* [Given instruction]: Transcribe word for word the lines of the entries starting at the line that contains "TARGET: the palm tree" and ending at the last line of the entries, with both ends included.

(Raw entries)

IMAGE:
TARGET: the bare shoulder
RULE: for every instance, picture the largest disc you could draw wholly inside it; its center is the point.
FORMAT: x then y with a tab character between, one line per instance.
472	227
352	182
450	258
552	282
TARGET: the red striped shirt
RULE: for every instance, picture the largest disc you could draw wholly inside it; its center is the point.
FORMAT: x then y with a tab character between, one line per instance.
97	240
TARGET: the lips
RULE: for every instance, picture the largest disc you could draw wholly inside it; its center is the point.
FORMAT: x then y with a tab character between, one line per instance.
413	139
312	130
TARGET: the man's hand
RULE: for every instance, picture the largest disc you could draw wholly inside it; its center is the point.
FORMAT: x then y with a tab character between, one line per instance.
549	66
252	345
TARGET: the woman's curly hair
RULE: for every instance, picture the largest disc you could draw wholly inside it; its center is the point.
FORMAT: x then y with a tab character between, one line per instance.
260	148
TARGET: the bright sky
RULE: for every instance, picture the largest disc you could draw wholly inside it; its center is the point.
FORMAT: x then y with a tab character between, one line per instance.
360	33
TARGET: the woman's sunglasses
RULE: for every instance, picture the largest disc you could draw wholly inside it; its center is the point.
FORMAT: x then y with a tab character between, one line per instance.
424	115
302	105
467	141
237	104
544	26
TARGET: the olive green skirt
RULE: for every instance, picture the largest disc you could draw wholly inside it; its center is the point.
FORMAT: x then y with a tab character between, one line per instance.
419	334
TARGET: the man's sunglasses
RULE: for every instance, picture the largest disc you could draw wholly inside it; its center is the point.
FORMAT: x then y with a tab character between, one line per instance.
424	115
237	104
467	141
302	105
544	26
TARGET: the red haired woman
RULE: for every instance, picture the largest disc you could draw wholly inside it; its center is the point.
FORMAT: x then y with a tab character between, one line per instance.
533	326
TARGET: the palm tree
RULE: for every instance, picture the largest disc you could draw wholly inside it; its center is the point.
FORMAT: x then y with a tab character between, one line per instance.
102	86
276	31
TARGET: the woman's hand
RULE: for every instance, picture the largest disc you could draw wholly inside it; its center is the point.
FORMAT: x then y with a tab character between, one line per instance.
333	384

* [Completed task]:
TARGET: the palm tree
RULE: for every instance, picture the largest disc you could draw wholly inside it; its center is the point.
FORMAT: x then y with a tab character between, one line per instance.
102	86
276	31
TARGET: the woman's hand
RULE: for every instance, picture the largest disc you could draw wholly inside it; its center is the point.
FORMAT: x then y with a tab character between, one line per instance.
333	384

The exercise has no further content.